**Directions for this task**
Return only the tail of the data below, word for word: the line with "Pretty please, detect the baby's ear" and each line after it through the final one.

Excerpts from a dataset
■ ■ ■ ■ ■ ■ ■

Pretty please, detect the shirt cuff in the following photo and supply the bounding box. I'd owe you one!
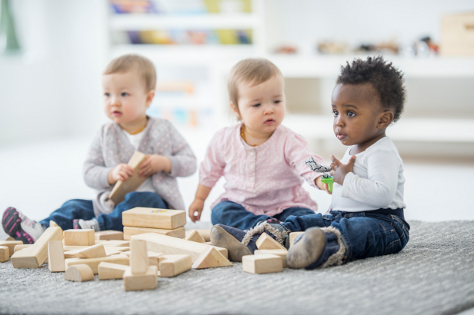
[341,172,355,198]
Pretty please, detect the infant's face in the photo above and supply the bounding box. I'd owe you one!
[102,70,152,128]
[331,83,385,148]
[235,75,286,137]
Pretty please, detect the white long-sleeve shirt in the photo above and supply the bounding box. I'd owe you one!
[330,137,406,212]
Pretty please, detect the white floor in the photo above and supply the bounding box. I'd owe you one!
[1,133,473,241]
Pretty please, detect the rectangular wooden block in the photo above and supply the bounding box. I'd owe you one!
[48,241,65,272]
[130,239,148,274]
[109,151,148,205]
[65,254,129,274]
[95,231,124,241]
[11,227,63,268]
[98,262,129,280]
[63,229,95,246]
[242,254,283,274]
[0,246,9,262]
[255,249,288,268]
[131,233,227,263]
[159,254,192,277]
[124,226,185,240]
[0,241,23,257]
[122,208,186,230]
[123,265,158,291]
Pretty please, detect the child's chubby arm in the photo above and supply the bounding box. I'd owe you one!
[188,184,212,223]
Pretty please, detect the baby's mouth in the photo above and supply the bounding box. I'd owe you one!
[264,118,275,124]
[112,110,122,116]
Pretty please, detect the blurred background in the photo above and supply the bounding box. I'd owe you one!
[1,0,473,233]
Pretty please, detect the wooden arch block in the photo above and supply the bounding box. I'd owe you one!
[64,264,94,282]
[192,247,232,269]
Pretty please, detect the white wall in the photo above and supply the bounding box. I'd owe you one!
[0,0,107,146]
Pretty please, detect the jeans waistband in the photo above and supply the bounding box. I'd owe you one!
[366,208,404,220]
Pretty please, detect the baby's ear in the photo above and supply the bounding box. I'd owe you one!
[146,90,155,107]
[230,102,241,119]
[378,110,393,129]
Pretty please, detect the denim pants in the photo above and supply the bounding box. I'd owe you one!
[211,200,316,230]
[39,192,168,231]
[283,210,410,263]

■ ■ ■ ■ ■ ■ ■

**Exercise solution**
Pretty please, detect the baby's ear in the photo above and supply the bounding box. I'd owe you one!
[146,90,155,107]
[230,102,241,119]
[378,110,393,129]
Pretty please, detect the denim pants in the photo above and supply the bounding box. I'd owe you one!
[211,200,316,230]
[39,192,168,231]
[283,210,410,263]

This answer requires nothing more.